▸ Study material:
+++++

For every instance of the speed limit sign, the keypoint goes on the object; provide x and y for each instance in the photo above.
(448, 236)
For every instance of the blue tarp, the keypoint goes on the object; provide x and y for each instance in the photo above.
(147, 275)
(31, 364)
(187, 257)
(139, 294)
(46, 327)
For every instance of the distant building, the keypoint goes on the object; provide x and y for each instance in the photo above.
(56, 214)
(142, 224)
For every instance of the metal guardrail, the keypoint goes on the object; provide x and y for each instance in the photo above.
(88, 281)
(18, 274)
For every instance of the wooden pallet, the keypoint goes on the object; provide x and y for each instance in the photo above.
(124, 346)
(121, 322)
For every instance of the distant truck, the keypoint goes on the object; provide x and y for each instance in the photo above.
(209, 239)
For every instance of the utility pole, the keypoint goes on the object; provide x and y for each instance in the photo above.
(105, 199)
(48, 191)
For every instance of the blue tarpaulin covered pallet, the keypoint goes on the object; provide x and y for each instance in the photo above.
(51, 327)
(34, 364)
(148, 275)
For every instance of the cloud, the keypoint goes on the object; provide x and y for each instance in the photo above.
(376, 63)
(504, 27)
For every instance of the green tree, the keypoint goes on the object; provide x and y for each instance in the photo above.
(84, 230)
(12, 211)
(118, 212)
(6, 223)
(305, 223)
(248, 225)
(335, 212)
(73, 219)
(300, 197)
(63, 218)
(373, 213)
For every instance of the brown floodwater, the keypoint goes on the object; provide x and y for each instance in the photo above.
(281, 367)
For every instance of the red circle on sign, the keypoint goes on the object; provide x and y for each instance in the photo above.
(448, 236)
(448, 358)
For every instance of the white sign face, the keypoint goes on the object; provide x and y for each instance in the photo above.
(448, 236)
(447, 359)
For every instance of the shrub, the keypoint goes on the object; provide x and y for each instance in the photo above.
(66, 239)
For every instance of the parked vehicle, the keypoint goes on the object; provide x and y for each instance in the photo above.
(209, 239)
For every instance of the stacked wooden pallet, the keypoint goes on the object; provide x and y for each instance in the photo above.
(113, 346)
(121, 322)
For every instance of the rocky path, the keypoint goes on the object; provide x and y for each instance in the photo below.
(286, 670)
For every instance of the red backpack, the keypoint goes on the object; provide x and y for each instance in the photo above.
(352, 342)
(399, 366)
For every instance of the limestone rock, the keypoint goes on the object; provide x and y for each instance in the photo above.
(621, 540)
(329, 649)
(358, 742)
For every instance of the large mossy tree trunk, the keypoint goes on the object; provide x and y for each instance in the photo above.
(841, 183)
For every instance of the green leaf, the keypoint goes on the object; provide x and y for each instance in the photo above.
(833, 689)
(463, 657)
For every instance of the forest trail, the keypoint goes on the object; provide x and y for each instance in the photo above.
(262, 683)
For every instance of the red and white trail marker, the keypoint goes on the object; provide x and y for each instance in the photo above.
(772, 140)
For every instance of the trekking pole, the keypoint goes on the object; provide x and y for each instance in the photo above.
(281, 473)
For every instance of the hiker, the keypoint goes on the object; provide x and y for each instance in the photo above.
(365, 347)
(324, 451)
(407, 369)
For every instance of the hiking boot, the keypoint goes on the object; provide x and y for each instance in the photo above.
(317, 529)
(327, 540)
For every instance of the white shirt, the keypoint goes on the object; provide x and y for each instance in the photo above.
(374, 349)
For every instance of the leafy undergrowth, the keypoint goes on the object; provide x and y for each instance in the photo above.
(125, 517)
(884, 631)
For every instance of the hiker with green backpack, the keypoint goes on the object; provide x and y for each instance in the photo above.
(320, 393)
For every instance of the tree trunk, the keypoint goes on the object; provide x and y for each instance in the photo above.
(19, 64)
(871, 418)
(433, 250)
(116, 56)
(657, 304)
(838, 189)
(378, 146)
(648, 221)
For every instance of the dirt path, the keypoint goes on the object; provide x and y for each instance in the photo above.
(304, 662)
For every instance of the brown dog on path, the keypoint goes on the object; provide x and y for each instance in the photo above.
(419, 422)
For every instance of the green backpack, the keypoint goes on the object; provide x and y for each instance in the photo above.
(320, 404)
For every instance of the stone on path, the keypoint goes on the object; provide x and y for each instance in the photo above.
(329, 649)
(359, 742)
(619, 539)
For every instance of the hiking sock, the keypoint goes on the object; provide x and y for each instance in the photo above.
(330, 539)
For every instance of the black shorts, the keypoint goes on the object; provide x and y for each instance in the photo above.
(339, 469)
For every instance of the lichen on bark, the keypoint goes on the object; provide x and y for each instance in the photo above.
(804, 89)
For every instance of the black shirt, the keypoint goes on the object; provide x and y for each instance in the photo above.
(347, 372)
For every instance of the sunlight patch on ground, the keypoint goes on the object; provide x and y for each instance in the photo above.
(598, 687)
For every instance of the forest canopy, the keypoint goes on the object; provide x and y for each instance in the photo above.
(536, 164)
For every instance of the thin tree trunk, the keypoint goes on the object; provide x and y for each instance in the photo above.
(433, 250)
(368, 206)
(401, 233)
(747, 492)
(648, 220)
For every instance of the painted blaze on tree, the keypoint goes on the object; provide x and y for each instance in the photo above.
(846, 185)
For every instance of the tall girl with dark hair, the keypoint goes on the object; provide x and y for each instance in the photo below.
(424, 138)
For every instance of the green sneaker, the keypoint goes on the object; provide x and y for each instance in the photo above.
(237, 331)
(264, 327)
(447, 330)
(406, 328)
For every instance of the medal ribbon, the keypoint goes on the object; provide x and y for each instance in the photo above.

+++++

▸ Directions for this task:
Please return every line of the data, unaltered.

▸ Exercise output:
For every instance of the speed limit sign, the keypoint goes on the object; provide x and y for each instance in the photo above.
(448, 236)
For every instance of the blue tarp, the keypoint goes on the object; provide x and y for each instance in the photo above.
(147, 275)
(31, 364)
(187, 257)
(139, 294)
(46, 327)
For every instance of the distant building, the keypoint goes on the object; provide x and y for each instance in the photo above.
(56, 214)
(142, 224)
For every instance of the metal guardrail, the keypoint goes on the object; provide x and y for each instance in the photo above.
(88, 281)
(18, 274)
For every instance of the wooden pallet, the keypoint goes on the object; provide x and y for each instance in the photo above.
(124, 346)
(121, 322)
For every instance of the distant truck, the keypoint goes on the object; provide x and y for each instance in the photo above.
(209, 239)
For every instance of the utility pole, the keypoint goes on the object; provide x and y for each instance in the photo above.
(105, 199)
(48, 191)
For every instance of the blue tarpaulin covered pallet, the keypoint goes on the object; provide x and y for each instance in the photo above.
(51, 327)
(34, 364)
(148, 275)
For every instance of the cloud, the keypoint goes on the object; provide x and y for each instance in the photo above.
(376, 63)
(504, 27)
For every instance of the green tree, the keypoint goes on the object; provide x and y for each instance in the photo above.
(84, 230)
(12, 211)
(118, 212)
(6, 223)
(305, 223)
(248, 225)
(335, 212)
(73, 219)
(300, 197)
(63, 218)
(373, 213)
For every instance of the brown floodwater, the keypoint goes on the object; provide x and y for each instance in the photo above.
(281, 367)
For every instance of the red circle on sign, the keypoint goes on the object; provide x and y for each instance in the photo above.
(448, 236)
(448, 358)
For every instance of the white sign face, the keypoint goes on the object; provide x and y for each instance in the photo above.
(448, 236)
(447, 359)
For every instance of the shrub, the keypoint goes on the object; provide x and y for each instance in the photo above.
(66, 239)
For every instance of the parked vehicle, the keypoint goes on the object; provide x and y for each instance in the photo above.
(209, 239)
For every instance of the stacked wooden pallet, the keypoint goes on the object; provide x and y for each instance in the photo above.
(113, 346)
(121, 322)
For every instance of the rocky path, the keypoint goes on the object; provide x and y for each instance in the photo below.
(286, 670)
For every instance of the red backpack, the keypoint goes on the object; provide x and y for each instance in the photo above.
(352, 342)
(399, 366)
For every instance of the limestone rock, the keypoint goes on the object; provide x and y for each instance in the photo above.
(621, 540)
(329, 649)
(358, 742)
For every instance of the large mossy tree trunk, the keypoint goes on the object; provide x and y for each instance in the photo above.
(841, 183)
For every instance of the green leaf, the keypoint goes on the object; provide x and y for each instance in the photo above.
(833, 689)
(463, 657)
For every instance of the forest trail, the keypoint goes on the object; provide x and y for each instance in the photo above.
(262, 683)
For every instance of the red and white trail marker, the keypoint goes on the object; provide x and y for each instance in the photo above.
(772, 140)
For every instance of the trekking pole, the keypoint goes on the object; provide x and y for each instance in the photo above.
(281, 473)
For every instance of the hiker, the keypoint goes on the object; provide x and y for each instance in the photo above.
(365, 347)
(324, 451)
(407, 369)
For every instance of the hiking boot, the keypoint goes on the object; provide x and y for each instance in the photo above.
(317, 529)
(327, 540)
For every instance of the white shirt, the keypoint goes on the object; provide x and y for each instance in the photo above.
(374, 349)
For every instance of the leafy undergrowth, the keypoint goes on the object; provide x and y for each instance in the photo above.
(125, 517)
(884, 631)
For every instance of the hiker with green backpack, the keypoint goes on the object; provide x and y for each instance in the photo above.
(320, 393)
For every instance of the tree trunk, the keypoint goes on the object; provide x and y for each instance in the photo above.
(19, 64)
(871, 418)
(433, 250)
(116, 56)
(657, 304)
(838, 189)
(378, 146)
(648, 221)
For every instance of the dirt path, the keypoint goes on the object; provide x and y for each instance in the photo above.
(304, 662)
For every instance of the brown dog on path, the keypoint goes on the object; provide x and y for each instance in the photo above.
(419, 422)
For every instance of the green backpack, the keypoint goes on the object; provide x and y for each instance in the photo above.
(320, 404)
For every instance of the stone on path, the keypoint goes on the object; provide x and y for each instance in the photo above.
(329, 649)
(359, 742)
(619, 539)
For every instance of the hiking sock, the keypoint goes on the object; provide x and y for each instance in the photo above.
(330, 539)
For every instance of the black shorts, the keypoint goes on the object; provide x and y for each instance in the photo above.
(339, 469)
For every instance of the lichen on bark, the keypoint goes on the object; provide x and y for each instance in the photo above.
(804, 89)
For every instance of the black shirt, the keypoint goes on the object; provide x and y for each instance in the photo above.
(347, 372)
For every instance of the sunlight patch on ground, the keypoint goes on the object; provide x and y for each instance in the photo above.
(598, 687)
For every instance of the forest canopy, the keypoint goes on the object; provide x and y for each instance in the photo above.
(536, 164)
For every instance of the thin tree trunk, the keypoint goes on the object; provide x and y for each instance in the photo above.
(433, 250)
(368, 206)
(401, 233)
(747, 492)
(648, 220)
For every instance of the painted blaze on tree, the keypoint goes on the object; provide x and y for each instance in the photo above.
(846, 185)
For every instance of the tall girl with dark hair, the keypoint goes on the object; provide x and y for each instance in the photo below.
(424, 138)
For every instance of the green sneaker, the keypoint goes on the object; provide x and y for each instance in the photo above.
(237, 331)
(264, 327)
(447, 330)
(406, 328)
For every instance of the medal ribbon, the keypoint goes on the object; provide x and y for each instance in the photo above.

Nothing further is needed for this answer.